> [Exercise goal]
Reproduce word for word the lines of the listing from the line with "Find the open" to the line with "Give the mask of every instance of the open", including both of those lines.

> [Shape boundary entries]
□ □ □

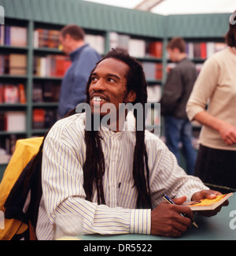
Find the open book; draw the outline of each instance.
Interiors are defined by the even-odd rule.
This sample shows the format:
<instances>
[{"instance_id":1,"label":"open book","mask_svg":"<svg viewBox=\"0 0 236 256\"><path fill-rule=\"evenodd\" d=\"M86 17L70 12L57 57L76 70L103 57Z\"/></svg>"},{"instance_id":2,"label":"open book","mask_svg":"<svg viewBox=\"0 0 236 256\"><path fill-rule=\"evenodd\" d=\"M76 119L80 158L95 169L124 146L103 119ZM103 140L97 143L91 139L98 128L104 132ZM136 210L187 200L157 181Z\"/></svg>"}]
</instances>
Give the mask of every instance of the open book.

□ □ □

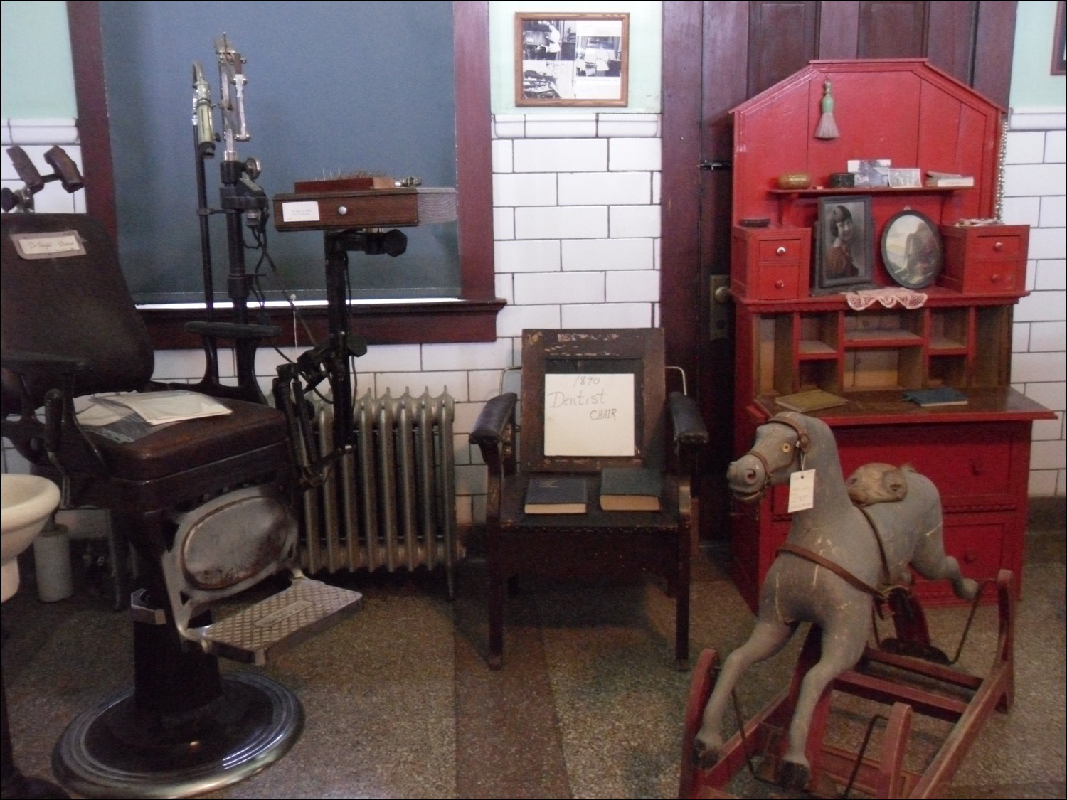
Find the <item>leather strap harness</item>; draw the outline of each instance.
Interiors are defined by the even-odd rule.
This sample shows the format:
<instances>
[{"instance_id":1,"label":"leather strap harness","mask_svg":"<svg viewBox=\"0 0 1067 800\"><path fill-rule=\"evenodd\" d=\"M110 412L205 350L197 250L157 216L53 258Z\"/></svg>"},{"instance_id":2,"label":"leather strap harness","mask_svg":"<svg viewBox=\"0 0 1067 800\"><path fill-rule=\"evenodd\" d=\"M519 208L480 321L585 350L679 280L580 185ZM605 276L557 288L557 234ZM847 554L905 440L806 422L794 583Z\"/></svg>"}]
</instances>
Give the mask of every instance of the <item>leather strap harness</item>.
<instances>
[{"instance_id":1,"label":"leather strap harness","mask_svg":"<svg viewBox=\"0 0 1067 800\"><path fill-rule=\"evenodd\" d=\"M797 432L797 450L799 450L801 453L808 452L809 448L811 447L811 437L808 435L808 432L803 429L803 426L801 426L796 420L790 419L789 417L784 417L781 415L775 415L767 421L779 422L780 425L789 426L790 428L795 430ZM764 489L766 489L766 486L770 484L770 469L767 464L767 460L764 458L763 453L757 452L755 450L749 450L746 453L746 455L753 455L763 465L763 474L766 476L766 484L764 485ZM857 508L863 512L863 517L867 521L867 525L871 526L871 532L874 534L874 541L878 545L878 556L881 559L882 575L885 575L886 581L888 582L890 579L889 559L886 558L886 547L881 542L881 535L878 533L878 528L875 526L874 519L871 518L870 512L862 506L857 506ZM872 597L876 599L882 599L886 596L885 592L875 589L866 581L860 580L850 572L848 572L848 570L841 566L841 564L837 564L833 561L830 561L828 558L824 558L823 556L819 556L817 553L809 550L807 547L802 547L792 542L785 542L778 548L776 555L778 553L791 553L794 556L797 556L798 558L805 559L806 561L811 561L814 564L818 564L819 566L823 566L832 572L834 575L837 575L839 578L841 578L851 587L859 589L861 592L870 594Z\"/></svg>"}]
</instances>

□ □ □

> [The output]
Find the open book; draw the outline of each instance.
Interiors are defined by the even-odd rule.
This sample shows the format:
<instances>
[{"instance_id":1,"label":"open book","mask_svg":"<svg viewBox=\"0 0 236 256\"><path fill-rule=\"evenodd\" d=\"M86 17L70 12L57 57L76 70L103 57Z\"/></svg>"},{"instance_id":2,"label":"open book","mask_svg":"<svg viewBox=\"0 0 236 256\"><path fill-rule=\"evenodd\" d=\"M76 119L80 158L95 169L124 146L103 119ZM103 140L97 143L91 139L98 128L104 132ZM136 210L187 200L157 181Z\"/></svg>"}]
</instances>
Give the mask of every instance of the open book.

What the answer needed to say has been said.